BEGIN Material for this task

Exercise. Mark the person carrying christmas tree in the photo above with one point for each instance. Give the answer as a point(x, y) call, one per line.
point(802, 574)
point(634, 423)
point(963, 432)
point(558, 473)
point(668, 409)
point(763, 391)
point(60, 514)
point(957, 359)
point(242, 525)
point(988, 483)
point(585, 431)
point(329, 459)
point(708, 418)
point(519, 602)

END Material for this task

[Exercise description]:
Line by line, reproduce the data above exactly.

[Solution]:
Exercise. Mark the person carrying christmas tree in the photo above with one point for each instance. Give the answer as a point(x, y) call, one per line.
point(802, 574)
point(634, 423)
point(963, 432)
point(558, 473)
point(668, 409)
point(763, 391)
point(60, 514)
point(957, 359)
point(242, 525)
point(988, 483)
point(585, 431)
point(329, 459)
point(708, 418)
point(519, 602)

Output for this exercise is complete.